INSTRUCTIONS
1. Edit the Emmy the Great interview from "Every Sunday in" to "their day of freedom.", replacing "day of freedom" with "free day".
2. Answer these questions about the Emmy the Great interview:
(a) In what city did the interview take place before a gig?
(b) What were the women by the harbor passing around, and why?
(c) According to the general narrative, in which decade did migrant domestic workers free people up in Hong Kong?
3. List every question the interviewer asks Emmy the Great in the interview.

::: TEXT SEGMENT :::

Every Sunday in Hong Kong, migrant women working as domestic staff gather in their tens of thousands in the centre of the city for their day off. To celebrate, to mourn, to live all the life they can on that one day of freedom. Born in Hong Kong and half-Chinese herself, Emmy the Great went back there recently to meet and interview some of these women. Though originally for a piece for the Guardian, her work also ended up inspiring her upcoming album, the lead single of which ‘Mahal Kita’ captures her experiences with these women on their day of freedom.
We spoke to her before a gig in Cologne about the inspiration she takes from these women, the hardships they face, and her forthcoming new album.
DiS: So how did you first find out about those Sunday assemblies?
Emmy the Great: When I was a kid I lived in Hong Kong so I had a stored memory of it, but a few years ago after my parents moved back I was there with my boyfriend, and the day we were there was the dragon boat race day, a public holiday and my boyfriend went, what’s going on? We saw these women sitting on the ground next to the harbour, and they had this beautiful wedding dress that they were passing around, because it was a bridal shower. And I was like, oh my god I forgot, it’s the weekend, it’s the day that the streets are alive. And then the time after that that I went back, I started joining in and speaking to people about it.
For a thing with such a context of such extreme oppression it seems like such a fun, life-affirming thing.
To me it shows – and this is helpful for all of us right now – that in the harshest conditions self-expression, and also pleasure, is a form of resistance, a form of defiance.
So it’s that kind of reclaiming of agency and selfhood and personhood?
Totally, I can’t speak for a whole community I only have a few friends in, but I would say that no-one’s doing it for show, they’re all doing it for themselves. But at the same time it’s this total show of like, “You thought I wasn’t a person. I’m a fucking person.”
Who’s generally employing them? There’s an updated version of that saying that goes “behind every successful woman is a strong woman making it all possible”...
The general narrative is that migrant workers being invited to Hong Kong as domestic help freed people up in the 80s. It coincided with women of the new middle class going out to work, hiring people to do things that they traditionally would’ve done in the house. But in Hong Kong the culture of it is so pervasive, you couldn’t say that it was just women, or just the middle class. There are so many more people employing migrant helpers.
So it’s almost “the done thing”?
Yeah, when I was a kid, I don’t remember many people not having domestic help, even in my normal, local state school. I’d go to someone’s house to play video games, and everyone’s house would have a domestic helper.
In your single ‘Mahal Kita’, you mention extreme hardships like the rooms being seven feet by five.

::: MATERIAL SHOWN :::

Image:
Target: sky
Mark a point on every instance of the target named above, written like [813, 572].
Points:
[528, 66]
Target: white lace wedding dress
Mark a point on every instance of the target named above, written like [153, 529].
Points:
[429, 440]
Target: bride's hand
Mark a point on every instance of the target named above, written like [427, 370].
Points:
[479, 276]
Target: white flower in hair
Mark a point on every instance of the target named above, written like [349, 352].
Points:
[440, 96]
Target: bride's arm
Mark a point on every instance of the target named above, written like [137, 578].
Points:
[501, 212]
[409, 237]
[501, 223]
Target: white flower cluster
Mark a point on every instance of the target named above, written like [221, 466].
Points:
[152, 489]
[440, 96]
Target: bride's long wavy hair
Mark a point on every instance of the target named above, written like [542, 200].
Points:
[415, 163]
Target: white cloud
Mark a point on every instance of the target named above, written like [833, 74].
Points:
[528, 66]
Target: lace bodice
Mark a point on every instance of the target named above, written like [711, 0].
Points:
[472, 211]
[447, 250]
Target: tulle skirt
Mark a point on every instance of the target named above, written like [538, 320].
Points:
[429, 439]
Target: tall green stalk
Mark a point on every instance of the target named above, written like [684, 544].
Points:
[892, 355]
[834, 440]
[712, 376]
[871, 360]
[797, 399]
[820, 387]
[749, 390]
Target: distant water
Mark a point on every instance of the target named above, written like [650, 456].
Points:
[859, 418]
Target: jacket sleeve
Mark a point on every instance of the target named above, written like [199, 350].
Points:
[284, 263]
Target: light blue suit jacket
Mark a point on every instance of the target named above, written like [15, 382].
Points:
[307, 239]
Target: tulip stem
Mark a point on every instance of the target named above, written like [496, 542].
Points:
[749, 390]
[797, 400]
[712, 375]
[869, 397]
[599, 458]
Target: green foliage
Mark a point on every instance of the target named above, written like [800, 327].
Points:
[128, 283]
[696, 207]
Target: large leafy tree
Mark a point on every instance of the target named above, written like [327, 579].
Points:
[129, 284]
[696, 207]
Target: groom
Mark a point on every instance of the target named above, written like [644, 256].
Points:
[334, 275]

:::

SOLUTIONS BY TASK
1.
Every Sunday in Hong Kong, migrant women working as domestic staff gather in their tens of thousands in the centre of the city for their day off. To celebrate, to mourn, to live all the life they can on that one free day. Born in Hong Kong and half-Chinese herself, Emmy the Great went back there recently to meet and interview some of these women. Though originally for a piece for the Guardian, her work also ended up inspiring her upcoming album, the lead single of which ‘Mahal Kita’ captures her experiences with these women on their free day.

2.
(a) Cologne.
(b) A wedding dress, because it was a bridal shower.
(c) The 80s.

3.
- So how did you first find out about those Sunday assemblies?
- So it's that kind of reclaiming of agency and selfhood and personhood?
- Who's generally employing them?
- So it's almost "the done thing"?